→ BRIEF 1
Write out the part of the Dobbsfont chapel history that opens with the words containing "19th century map" and closes with "small quarto volume.", substituting "octavo" for "quarto".
→ BRIEF 2
Pick up the Dobbsfont chapel history after its last sentence and carry it on.

─── EXCERPTED PASSAGE

The Mystery of Dobbsfont in Culcheth

10/9/2024

 

A Second Catholic Chapel in Culcheth


​It has long been known that Catholics in Culcheth worshipped at Culcheth Hall prior to St.Lewis' Church being built in Croft in 1827. However, recent material that has resurfaced shows that this closed for worship in 1751 and a new chapel built at a place simply known as 'Dobbsfont' and described as 'in the vicinity of' Culcheth Hall.
19th century map of Culcheth Hall
An old map of Culcheth Hall, but where is Dobbsfont?

Extracts from:
​THE CATHOLIC REGISTERS OF CULCHETH,
LANCASHIRE, 1791-1825
CONTRIBUTED BY THE REV. JOHN DONOHOE
HISTORICAL NOTES BY JOSEPH GILLOW


​​The book in which these registers are inscribed is a small quarto volume.
It is well bound in parchment, and its covers are ruled on each side towards
the edges. The volume is in a good state of preservation, and is kept in
the archives of the Mission of St. Lewis's, Croft, Warrington.
 
 HISTORY OF CULCHETH CHAPLAINCY

Culcheth, in the parish of Winwick, has been assigned as the site of
many synods of the Anglo-Saxon Church, many charters were dated thence,
and an ancient farmstead, moated round, and called the " Old Abbey,"
points to some ecclesiastical building of remote antiquity. The manor
descended in the family bearing the name until the death of Thomas
Culcheth, of Culcheth Hall, in 1747, when the estate passed to his cousin
Thomas Stanley, of Great Eccleston Hall, in the Fylde, whose mother
was aunt to Thomas Culcheth. Two years later Thomas Stanley died,
and his brother, Fr. Henry Stanley, became heir to the estate. The chapel
in the hall was then closed, and Fr. Stanley opened a small chapel in the
vicinity, at Dobbsfont, which so continued till the opening of the chapel
at Croft in 1827.

──────
─── PROVIDED INFORMATION

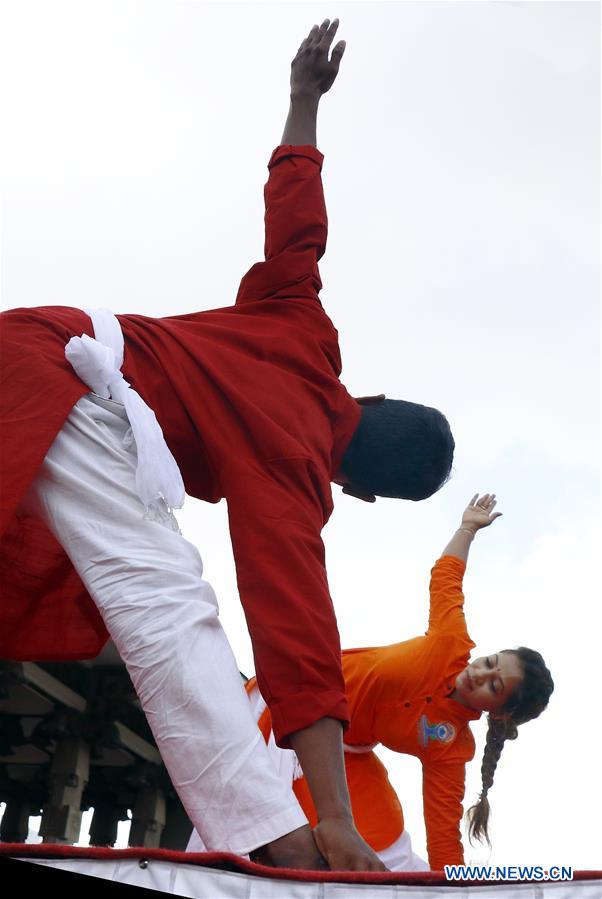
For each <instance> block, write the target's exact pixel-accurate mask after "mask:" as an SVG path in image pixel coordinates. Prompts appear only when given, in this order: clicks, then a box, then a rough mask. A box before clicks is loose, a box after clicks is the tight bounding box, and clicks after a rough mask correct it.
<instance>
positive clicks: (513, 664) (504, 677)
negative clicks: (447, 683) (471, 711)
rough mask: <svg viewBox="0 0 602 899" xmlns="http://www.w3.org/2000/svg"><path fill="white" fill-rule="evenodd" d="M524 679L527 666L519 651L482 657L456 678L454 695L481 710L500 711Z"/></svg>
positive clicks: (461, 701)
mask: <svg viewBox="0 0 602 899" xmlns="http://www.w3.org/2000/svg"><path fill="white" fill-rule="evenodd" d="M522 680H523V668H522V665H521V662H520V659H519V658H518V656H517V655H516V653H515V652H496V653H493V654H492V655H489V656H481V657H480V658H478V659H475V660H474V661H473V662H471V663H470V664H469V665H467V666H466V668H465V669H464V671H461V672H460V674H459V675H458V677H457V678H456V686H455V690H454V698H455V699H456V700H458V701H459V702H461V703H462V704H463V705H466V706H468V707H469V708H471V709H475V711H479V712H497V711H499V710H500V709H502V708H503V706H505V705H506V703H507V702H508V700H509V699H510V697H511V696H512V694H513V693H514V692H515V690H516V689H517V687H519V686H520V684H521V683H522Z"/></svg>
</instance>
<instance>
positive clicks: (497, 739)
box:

──────
─── PROVIDED INFORMATION

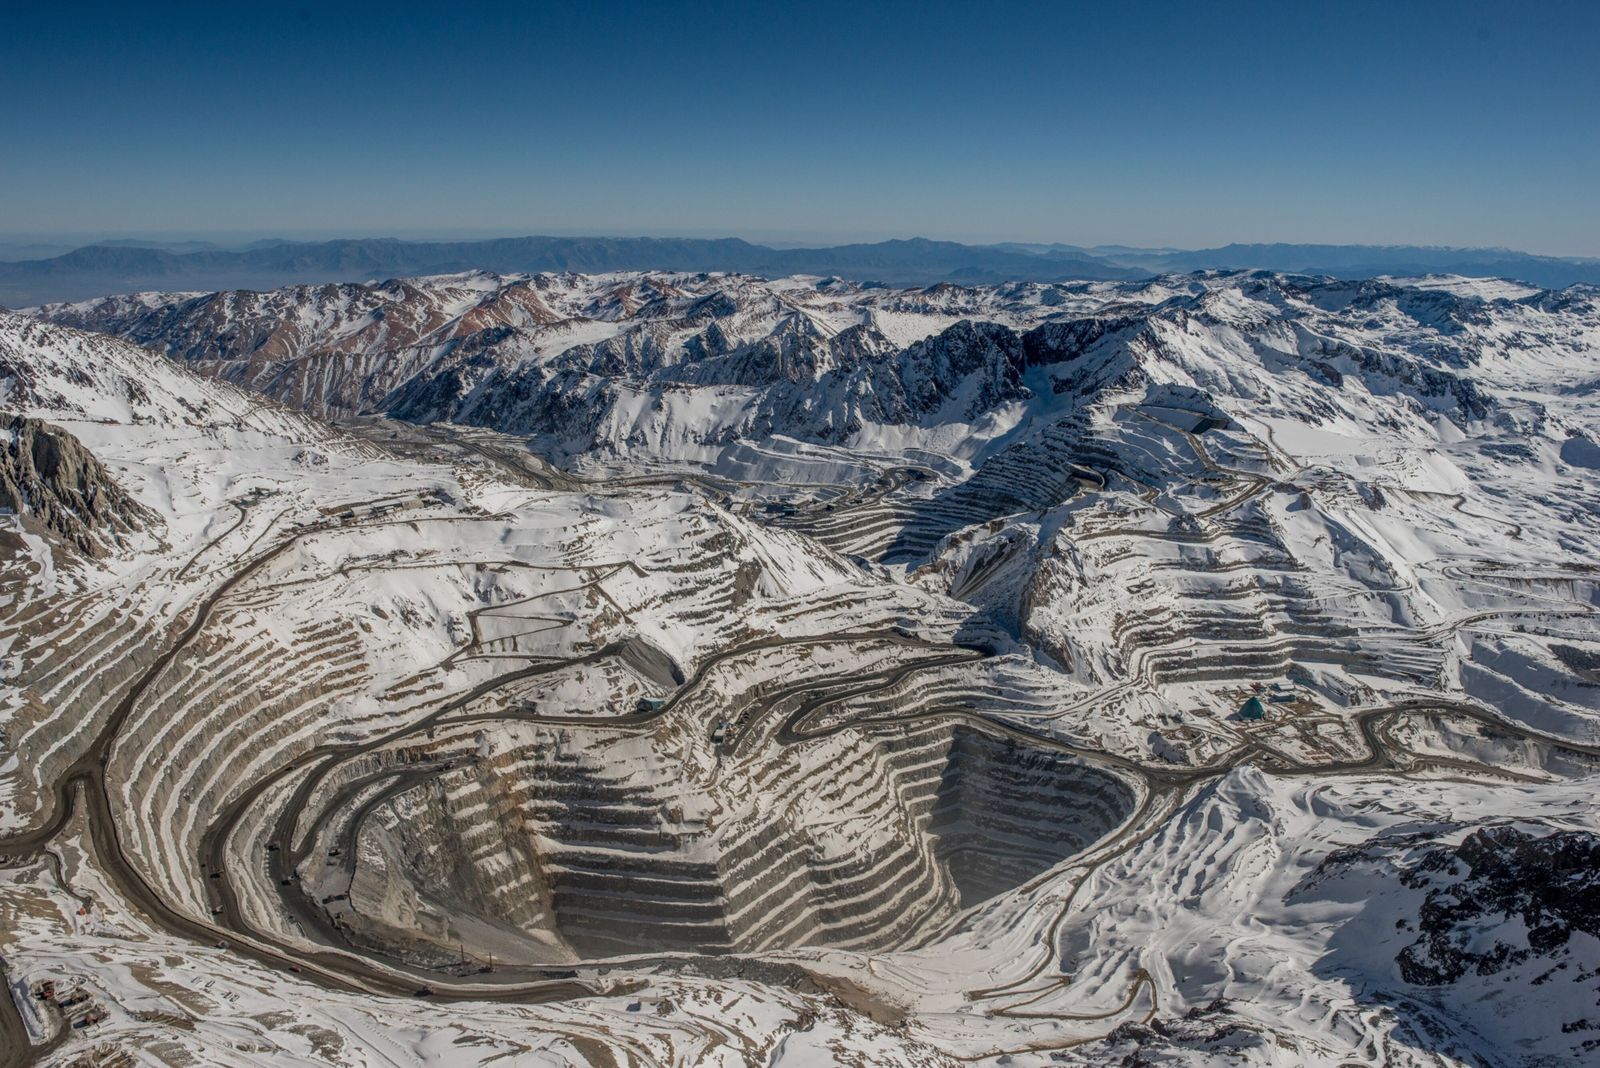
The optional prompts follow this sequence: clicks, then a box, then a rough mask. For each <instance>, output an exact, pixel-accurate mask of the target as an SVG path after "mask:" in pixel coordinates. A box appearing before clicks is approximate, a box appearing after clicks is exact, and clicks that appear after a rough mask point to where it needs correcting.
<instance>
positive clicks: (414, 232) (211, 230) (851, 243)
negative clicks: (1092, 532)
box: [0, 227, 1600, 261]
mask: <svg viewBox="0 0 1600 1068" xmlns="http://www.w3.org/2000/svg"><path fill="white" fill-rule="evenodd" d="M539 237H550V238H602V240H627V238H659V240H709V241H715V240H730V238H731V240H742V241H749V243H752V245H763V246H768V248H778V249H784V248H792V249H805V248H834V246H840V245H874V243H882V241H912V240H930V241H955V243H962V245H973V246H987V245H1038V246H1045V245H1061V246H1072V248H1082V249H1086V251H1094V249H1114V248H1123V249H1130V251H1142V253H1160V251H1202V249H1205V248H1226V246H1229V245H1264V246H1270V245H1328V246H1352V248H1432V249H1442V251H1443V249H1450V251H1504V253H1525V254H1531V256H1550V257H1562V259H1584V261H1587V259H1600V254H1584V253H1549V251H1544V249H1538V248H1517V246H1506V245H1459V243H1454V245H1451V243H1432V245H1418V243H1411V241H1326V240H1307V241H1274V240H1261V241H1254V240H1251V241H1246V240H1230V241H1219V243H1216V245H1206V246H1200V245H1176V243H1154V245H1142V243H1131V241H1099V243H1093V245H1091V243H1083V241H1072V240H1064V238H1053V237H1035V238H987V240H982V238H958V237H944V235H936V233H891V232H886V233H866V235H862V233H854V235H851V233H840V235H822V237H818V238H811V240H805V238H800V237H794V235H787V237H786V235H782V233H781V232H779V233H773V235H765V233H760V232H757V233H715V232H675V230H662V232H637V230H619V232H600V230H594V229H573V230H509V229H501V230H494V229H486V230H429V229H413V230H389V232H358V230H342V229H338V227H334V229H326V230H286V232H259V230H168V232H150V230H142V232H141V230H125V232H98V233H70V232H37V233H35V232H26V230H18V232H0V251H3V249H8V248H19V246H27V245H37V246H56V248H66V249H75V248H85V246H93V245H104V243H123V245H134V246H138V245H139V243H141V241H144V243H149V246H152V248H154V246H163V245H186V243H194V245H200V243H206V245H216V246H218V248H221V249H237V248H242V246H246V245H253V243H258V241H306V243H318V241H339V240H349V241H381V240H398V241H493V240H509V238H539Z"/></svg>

──────

→ WRITTEN RESPONSE 1
19th century map of Culcheth Hall
An old map of Culcheth Hall, but where is Dobbsfont?

Extracts from:
​THE CATHOLIC REGISTERS OF CULCHETH,
LANCASHIRE, 1791-1825
CONTRIBUTED BY THE REV. JOHN DONOHOE
HISTORICAL NOTES BY JOSEPH GILLOW


​​The book in which these registers are inscribed is a small octavo volume.

→ WRITTEN RESPONSE 2
Thomas Stanley left an only daughter and heiress,
Meliora, who became the wife of William Dicconson, 4th son of Edward
Dicconson, of Wrightington Hall, Esq., and upon her death, June 29, 1794,
Culcheth passed to John Trafford, of Trafford and Croston, Esq., whose
grandfather John Trafford, of Croston Hall, had married Catherine, sister
to Mrs. Stanley and daughter of Thomas Culcheth, of Culcheth Hall. By
the Traffords the estate was sold to Peter Withington, Esq., and thus
Culcheth, which had ever been in Catholic hands, ceased to be a centre
of Catholicity.

The Culcheths had always remained staunch to the Faith,
and many of them were Jesuits and nuns. They intermarried with the
leading Catholic families of the county, and one of them in the reign of
Henry VIII married a daughter of Sir Thomas Southworth, of Samlesbury
Hall and Southworth Hall, high sheriff of Lancashire in 1541, and sister of
the famous confessor of the faith, Sir John Southworth.

Fr. Henry Stanley alias Culcheth, S.J.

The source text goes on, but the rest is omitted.